→ **SET PROBLEM**
Reproduce the material with "concrete pier" replaced by "support column", leaving everything else unchanged.

→ **EXERCISE MATERIALS**
____
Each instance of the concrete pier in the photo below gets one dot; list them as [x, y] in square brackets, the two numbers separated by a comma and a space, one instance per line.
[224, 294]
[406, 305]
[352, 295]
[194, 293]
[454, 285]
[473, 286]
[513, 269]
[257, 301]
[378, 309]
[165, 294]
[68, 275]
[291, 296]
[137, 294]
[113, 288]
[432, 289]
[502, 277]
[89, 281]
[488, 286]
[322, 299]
____
→ **FINISHED ANSWER**
Each instance of the support column in the photo below gets one dot; list them as [x, y] in square brackets, the two numbers separated by a comma and a space, one instance per line.
[224, 294]
[406, 305]
[352, 295]
[194, 293]
[454, 285]
[473, 286]
[513, 269]
[257, 301]
[378, 309]
[165, 294]
[68, 275]
[291, 296]
[137, 294]
[113, 288]
[432, 289]
[502, 277]
[89, 281]
[488, 286]
[322, 299]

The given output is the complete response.